WHAT THIS TASK INVOLVES
Copy out the entries that follow exactly, leaving out the pictures.

RECORDS TO PROCESS
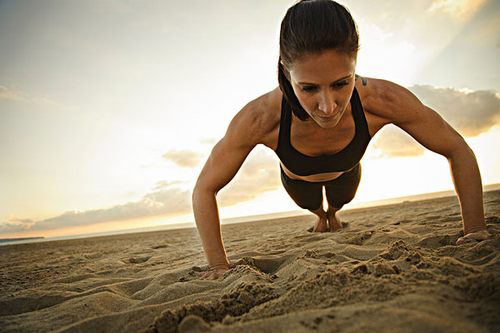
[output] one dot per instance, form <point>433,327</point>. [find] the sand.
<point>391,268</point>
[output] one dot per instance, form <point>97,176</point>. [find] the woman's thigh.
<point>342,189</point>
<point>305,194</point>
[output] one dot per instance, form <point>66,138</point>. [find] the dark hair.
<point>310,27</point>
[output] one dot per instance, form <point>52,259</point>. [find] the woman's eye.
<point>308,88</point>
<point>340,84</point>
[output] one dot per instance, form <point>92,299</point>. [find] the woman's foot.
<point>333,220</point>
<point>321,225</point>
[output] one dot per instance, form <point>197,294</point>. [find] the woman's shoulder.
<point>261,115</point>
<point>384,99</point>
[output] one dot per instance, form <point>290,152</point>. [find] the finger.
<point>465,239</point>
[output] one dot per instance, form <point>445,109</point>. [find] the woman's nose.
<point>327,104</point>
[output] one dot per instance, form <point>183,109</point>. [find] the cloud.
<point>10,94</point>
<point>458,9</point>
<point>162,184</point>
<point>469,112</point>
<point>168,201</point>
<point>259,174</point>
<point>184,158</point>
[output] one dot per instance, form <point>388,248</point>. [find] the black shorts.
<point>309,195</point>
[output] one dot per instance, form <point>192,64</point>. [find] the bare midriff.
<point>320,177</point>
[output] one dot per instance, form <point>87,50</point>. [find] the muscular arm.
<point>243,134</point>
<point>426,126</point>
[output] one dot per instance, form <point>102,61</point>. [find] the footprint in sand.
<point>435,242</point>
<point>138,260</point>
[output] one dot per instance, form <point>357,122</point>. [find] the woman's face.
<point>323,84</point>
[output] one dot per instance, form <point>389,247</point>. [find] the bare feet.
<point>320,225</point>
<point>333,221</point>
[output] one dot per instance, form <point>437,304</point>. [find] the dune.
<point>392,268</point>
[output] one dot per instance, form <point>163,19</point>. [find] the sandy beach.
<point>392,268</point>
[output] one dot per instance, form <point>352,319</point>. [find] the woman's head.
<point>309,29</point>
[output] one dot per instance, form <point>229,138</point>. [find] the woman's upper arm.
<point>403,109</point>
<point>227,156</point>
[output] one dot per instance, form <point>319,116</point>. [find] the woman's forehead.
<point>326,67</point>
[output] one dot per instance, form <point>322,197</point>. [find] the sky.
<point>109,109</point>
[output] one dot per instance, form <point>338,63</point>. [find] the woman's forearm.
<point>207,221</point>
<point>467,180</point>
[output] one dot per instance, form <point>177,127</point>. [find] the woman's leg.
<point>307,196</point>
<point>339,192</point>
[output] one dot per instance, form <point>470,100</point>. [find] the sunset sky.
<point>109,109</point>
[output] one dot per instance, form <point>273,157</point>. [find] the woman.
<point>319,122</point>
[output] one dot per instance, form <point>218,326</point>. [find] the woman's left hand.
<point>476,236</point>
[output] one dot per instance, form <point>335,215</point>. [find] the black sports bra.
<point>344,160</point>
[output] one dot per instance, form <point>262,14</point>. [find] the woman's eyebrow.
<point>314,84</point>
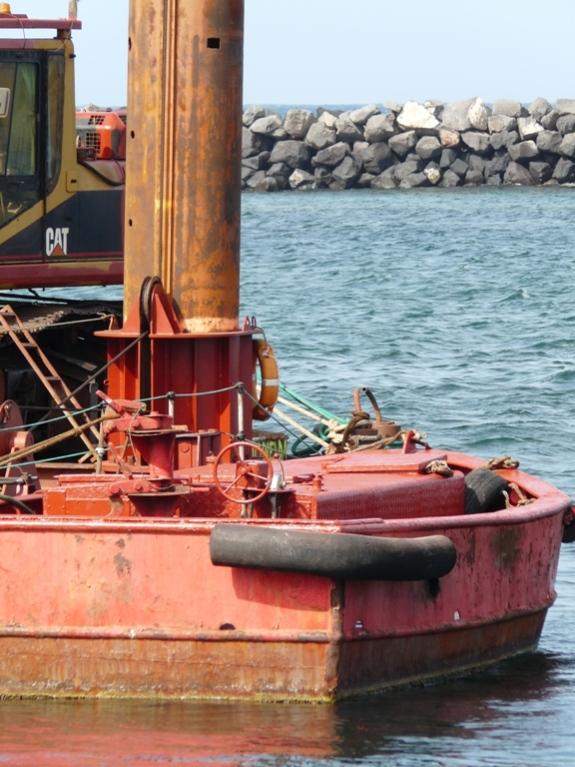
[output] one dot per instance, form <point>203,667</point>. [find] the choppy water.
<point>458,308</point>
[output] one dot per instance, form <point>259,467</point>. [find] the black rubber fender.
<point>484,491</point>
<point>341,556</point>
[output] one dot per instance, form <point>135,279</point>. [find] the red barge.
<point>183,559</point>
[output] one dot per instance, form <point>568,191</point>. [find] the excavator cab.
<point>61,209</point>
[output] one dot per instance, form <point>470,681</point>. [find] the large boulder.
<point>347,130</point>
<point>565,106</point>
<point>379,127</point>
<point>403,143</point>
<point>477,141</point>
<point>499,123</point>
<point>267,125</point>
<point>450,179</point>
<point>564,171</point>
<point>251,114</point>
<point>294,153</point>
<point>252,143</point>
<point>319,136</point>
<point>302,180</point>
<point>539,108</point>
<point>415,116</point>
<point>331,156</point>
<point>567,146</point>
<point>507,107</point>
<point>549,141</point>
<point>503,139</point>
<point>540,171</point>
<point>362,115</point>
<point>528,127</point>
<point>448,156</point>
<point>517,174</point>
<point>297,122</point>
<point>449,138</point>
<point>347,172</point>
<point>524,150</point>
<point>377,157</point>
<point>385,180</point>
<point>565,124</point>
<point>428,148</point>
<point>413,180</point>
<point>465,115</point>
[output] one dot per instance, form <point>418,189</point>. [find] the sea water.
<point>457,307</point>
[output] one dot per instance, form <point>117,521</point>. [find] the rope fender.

ANSWER SPACE
[output] one dot per instance, form <point>433,327</point>. [find] the sand.
<point>391,268</point>
[output] one dot per instance, form <point>97,176</point>. [find] the woman's thigh.
<point>342,189</point>
<point>305,194</point>
[output] one dot per instance, form <point>66,138</point>. [find] the dark hair.
<point>310,27</point>
[output] one dot per instance, form <point>52,259</point>. [find] the woman's eye.
<point>308,88</point>
<point>340,84</point>
[output] one dot per instance, form <point>92,299</point>. [find] the woman's foot.
<point>333,220</point>
<point>321,225</point>
[output] one dot per instance, form <point>197,294</point>. [find] the woman's shoulder.
<point>261,115</point>
<point>384,99</point>
[output] one dot per instance, form <point>290,152</point>. [find] the finger.
<point>465,239</point>
[output] one dot per instance, form <point>445,109</point>. [find] the woman's nose.
<point>327,104</point>
[output] one dot per instance, form <point>183,109</point>. [find] the cloud.
<point>10,94</point>
<point>458,9</point>
<point>162,184</point>
<point>469,112</point>
<point>168,201</point>
<point>259,174</point>
<point>184,158</point>
[output] one dot per instance, form <point>388,248</point>. [find] the black shorts.
<point>309,195</point>
[output] one dot per instance, form <point>192,64</point>. [find] the bare midriff.
<point>320,177</point>
[output] one dot per instance, form <point>87,50</point>. [find] the muscular arm.
<point>243,134</point>
<point>426,126</point>
[output] one dot per instance, form <point>102,61</point>. [find] the footprint in sand.
<point>435,242</point>
<point>138,260</point>
[output] one dot per instance, form <point>357,122</point>. [find] the woman's face.
<point>323,84</point>
[output] one dot per instance, form <point>389,247</point>. [find] the bare feet.
<point>320,225</point>
<point>333,221</point>
[output] one dot per instance, form <point>437,304</point>. [find] the dune.
<point>392,268</point>
[output] one dot per instance, form <point>163,19</point>. [find] the sandy beach.
<point>392,268</point>
[output] one dot per instance, form <point>352,319</point>. [find] the woman's head.
<point>309,29</point>
[output] one dot per instance, form <point>229,138</point>. [find] the woman's upper arm.
<point>403,109</point>
<point>227,156</point>
[output] one dot per instance, form <point>319,116</point>. [find] the woman's forehead.
<point>326,67</point>
[output] one dot per instance, form <point>322,197</point>. [find] the sky.
<point>109,109</point>
[output] one dot per instance, form <point>338,63</point>. [find] the woman's forearm.
<point>207,221</point>
<point>467,180</point>
[output] one dot per instance, form <point>177,127</point>. [find] the woman's leg.
<point>307,196</point>
<point>339,192</point>
[output] one dot per instance, form <point>470,100</point>. [find] the sunset sky.
<point>109,109</point>
[output] one dot per instance, form <point>273,157</point>. [find] the woman.
<point>319,122</point>
[output] one dot per instance, form <point>218,326</point>. [find] the woman's left hand.
<point>476,236</point>
[output] one dot per instance, form <point>335,215</point>. [find] the black sports bra.
<point>344,160</point>
[output] one dot per instance, form <point>262,14</point>. [find] the woman's eyebrow.
<point>314,84</point>
[output] one dot per instance, form <point>203,667</point>. [find] the choppy water.
<point>458,308</point>
[output] one dot per instance, form <point>259,467</point>. [find] the black rubber fender.
<point>484,491</point>
<point>341,556</point>
[output] one dot per instance, form <point>135,279</point>. [find] the red barge.
<point>183,559</point>
[output] one dot per instance, form <point>568,191</point>. [find] the excavator cab.
<point>61,209</point>
[output] one dot per instance, form <point>470,681</point>. [find] the large boulder.
<point>347,130</point>
<point>565,106</point>
<point>379,127</point>
<point>403,143</point>
<point>477,141</point>
<point>499,123</point>
<point>267,125</point>
<point>450,179</point>
<point>564,171</point>
<point>251,114</point>
<point>294,153</point>
<point>252,143</point>
<point>319,136</point>
<point>302,180</point>
<point>539,108</point>
<point>415,116</point>
<point>331,156</point>
<point>567,146</point>
<point>507,107</point>
<point>549,141</point>
<point>503,139</point>
<point>540,171</point>
<point>362,115</point>
<point>528,127</point>
<point>448,156</point>
<point>517,174</point>
<point>297,122</point>
<point>449,138</point>
<point>347,172</point>
<point>524,150</point>
<point>377,157</point>
<point>385,180</point>
<point>565,124</point>
<point>428,148</point>
<point>413,180</point>
<point>465,115</point>
[output] one dot per instance, form <point>418,189</point>. [find] the sea water.
<point>457,307</point>
[output] one dot per instance, form <point>117,521</point>. [find] the rope fender.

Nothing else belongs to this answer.